__Consigne__
Selon le texte sur l'extase, combien d'extases d'une particulière importance Jacob Bœhme eut-il dans sa vie ?

__Texte extrait__
Chapitre : Le Mysticisme - L’extase, extraits, pages 201-205
5. L’extase, qui suppose la cessation du jeu ordinaire des fonctions de l’esprit, est un mode du sentiment pur, d’un sentiment étranger à la pensée. Rien probablement ne saurait en donner l’idée mieux que ce qu’éprouvent les personnes d’une nature essentiellement musicale, qui se sentent comme transportées hors d’elles-mêmes par la magie des sons. Si vous leur demandez de traduire en idées distinctes les émotions qu’elles ont éprouvées, elles vous considéreront comme étant, dans le domaine de l’art, un véritable profane. L’extase produit la suppression momentanée de la conscience. Le souvenir qui en reste, lorsque la conscience revient, c’est celui d’une joie intense, d’une extrême béatitude. Joie, béatitude, suavité, délices sont les expressions qui se multiplient sous la plume des écrivains mystiques. Après la mort de Pascal, on trouva cousu dans ses vêtements un petit parchemin sur lequel on lut ces mots : « 23 Novembre 1654, de dix heures et demie à minuit environ : Feu ! Joye, joye, joye et pleurs de joye. » C’est le souvenir d’un temps d’extase. Le reste de l’écrit renferme des résolutions prises par l’auteur à la suite d’un événement de son [page 202] existence assez mémorable pour qu'il voulût en conserver le souvenir dans un mémento qu’on a désigné sous le nom d'amulette. Jacob Bœhme eut, dans sa vie, quatre extases d’une particulière importance ; il parle de cet état comme « d'un temps passé dans la lumière et la joie. »
Tels sont les caractères de l'extase. En en faisant l'essence du mysticisme, on donnera à ce terme, souvent mal défini et employé dans des sens divers, une signification précise. Quel est le rapport du mysticisme ainsi entendu avec la philosophie ? Pour répondre à cette question, il faut distinguer deux degrés dans la doctrine, dont l'un constitue un mysticisme qu'on peut qualifier d'innocent, et dont l'autre est certainement dangereux. Commençons par le premier.

__Données enregistrées__
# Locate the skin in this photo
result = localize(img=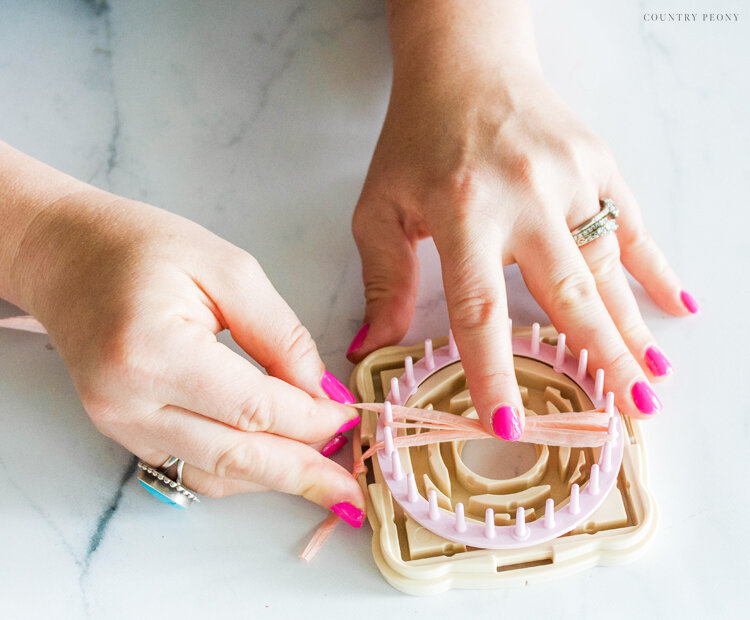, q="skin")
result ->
[0,143,365,509]
[349,0,689,431]
[0,0,688,524]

__Réponse à l'exercice__
Quatre.